> GIVEN INFORMATION
● ● ● ● ●

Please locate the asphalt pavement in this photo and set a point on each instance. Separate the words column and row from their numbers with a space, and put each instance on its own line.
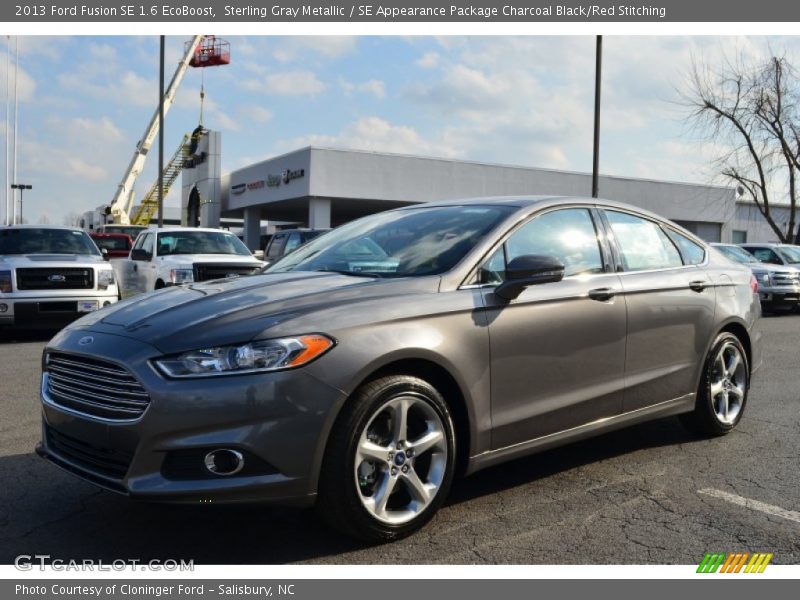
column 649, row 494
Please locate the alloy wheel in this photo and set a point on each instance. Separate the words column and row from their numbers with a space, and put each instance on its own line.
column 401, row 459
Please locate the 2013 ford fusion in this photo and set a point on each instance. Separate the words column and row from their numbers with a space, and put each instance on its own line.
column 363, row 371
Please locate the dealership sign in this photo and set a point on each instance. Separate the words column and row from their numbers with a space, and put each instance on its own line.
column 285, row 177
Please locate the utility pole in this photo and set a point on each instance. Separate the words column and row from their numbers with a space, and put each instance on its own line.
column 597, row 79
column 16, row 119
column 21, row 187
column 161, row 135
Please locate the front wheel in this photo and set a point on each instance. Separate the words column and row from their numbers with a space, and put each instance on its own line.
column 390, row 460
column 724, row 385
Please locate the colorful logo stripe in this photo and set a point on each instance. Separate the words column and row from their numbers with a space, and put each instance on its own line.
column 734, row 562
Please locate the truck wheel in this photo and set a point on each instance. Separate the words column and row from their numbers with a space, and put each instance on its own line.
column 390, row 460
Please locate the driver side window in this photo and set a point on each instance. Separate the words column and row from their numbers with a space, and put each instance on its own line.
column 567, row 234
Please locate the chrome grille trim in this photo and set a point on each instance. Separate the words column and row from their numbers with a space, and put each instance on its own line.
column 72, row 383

● ● ● ● ●

> TASK PROMPT
Each line, beginning at the one that contains "Please locate the truck" and continuing through the end of the records, must be written out exactly, first and last included.

> ANSWER FOR THIS EXERCISE
Please locate the truck wheel in this photo and set a point on each instance. Separate the words column and row from their numbers with a space, and put each instance on its own line.
column 390, row 460
Please locate the driver side window in this photo and set a point on each instance. Separate the words column and row from their numbers with a space, and put each instance on its own line.
column 567, row 234
Please locate the chrome grille trim in this photo and set a point on each instance. Separate the words column and row from their numbers with a space, and put each instance on its own line.
column 72, row 383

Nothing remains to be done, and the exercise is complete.